::: 阅读节选
第一次个人编程作业
一、github链接
github地址:https://github.com/sjz000/031804125
二、计算模块接口的设计与实现过程
算法流程图

模块介绍
- jieba和jieba.analyse : 用于分词并根据权重获取关键词
- sys : 用于获取命令行输入参数
- math : 用于计算根号
- 用类Similarity进行封装
- 构造函数
def __init__(self,file1,file2,topK):
self.file1 = file1
self.file2 = file2
self.topK = topK
- 获取两篇文章的关键词以及分词结果
def keywords(self):
#根据权重获取权重最高的K个关键词
words = [i for i in jieba.lcut(self.file1, cut_all=True)]
self.keywords1 = jieba.analyse.extract_tags(" ".join(words), topK=self.topK, withWeight=False)
words = [i for i in jieba.lcut(self.file2, cut_all=True)]
self.keywords2 = jieba.analyse.extract_tags(" ".join(words), topK=self.topK, withWeight=False)
- 建立关键词字典
def mix_dicts(self):
#将两篇文章的关键词合并,并且根据合并后的关键词建立字典
union = set(self.keywords1).union(set(self.keywords2))
self.dicts = {}
i = 0
for word in union:
self.dicts[word] = i
i += 1
self.length = len(union)
- 将分词结果转换为出现在字典中的位置
def list_codes(self):
#将关键词转换为出现在字典中的位置
self.codes1 = []
for word in self.keywords1:
self.codes1.append(self.dicts[word])
self.codes2 = []
for word in self.keywords2:
self.codes2.append(self.dicts[word])
::::::
::: 数据
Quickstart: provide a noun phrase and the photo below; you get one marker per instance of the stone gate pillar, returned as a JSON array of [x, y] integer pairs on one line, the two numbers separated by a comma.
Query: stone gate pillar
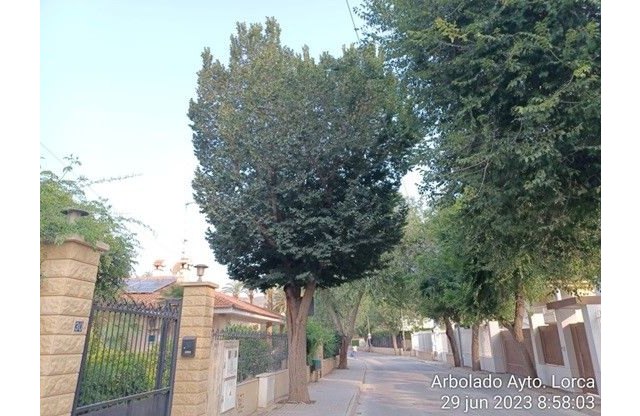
::::::
练习题目 >>
1. 在编程作业节选中，math 模块被用来做什么？
2. 请从编程作业节选的最后一行起续写下去。

逐题解答 >>
1. 用于计算根号。

2.
- 进行oneHot编码
def oneHot(self):
self.listoneHot1 = [0]*self.length
for i in self.codes1:
self.listoneHot1[i] += 1
self.listoneHot2 = [0]*self.length
for i in self.codes2:
self.listoneHot2[i] += 1
- 相似度计算
def similar(self):
#删除标点符号以及部分语气助词
strs=[' ','\n','“',',','。','《','》',':','”','、','的','了','是','说','呀','啦','啊']
for j in strs:
self.file1=self.file1.replace(j,'')
self.file2=self.file2.replace(j,'')
#获取两篇文章的关键词以及分词结果
self.keywords()
#建立关键词字典
self.mix_dicts()
#将分词结果转换为出现在字典中的位置
self.list_codes()
#进行oneHot编码
self.oneHot()
#余弦相似度计算
sum_ = 0
for i in range(0,self.length):
sum_ += self.listoneHot1[i] * self.listoneHot2[i]
A = sqrt(reduce(lambda x,y: x+y, map(lambda x: x*x, self.listoneHot1)))
B = sqrt(reduce(lambda x,y: x+y, map(lambda x: x*x, self.listoneHot2)))
try:
result = sum_/(A*B)
return result
except Exception as e:
print(e)
return 0.0
- 主函数
if __name__ == '__main__':
oriPath = sys.argv[1]
copyPath = sys.argv[2]
ansPath = sys.argv[3]
try:
with open(oriPath,encoding='UTF-8') as fp:
file1 = fp.read()
words = [i for i in jieba.lcut(file1, cut_all=True) if i != '']
with open(copyPath,encoding='UTF-8') as fp:
file2 = fp.read()
topK = int(len(words)*0.15)
except:
print("路径错误")
s = Similarity(file1,file2,topK)
similarity = round(s.similar(), 2)
try:
with open(ansPath, "w+", encoding='UTF-8') as fp:
fp.write(str(similarity))
except:
print("路径错误")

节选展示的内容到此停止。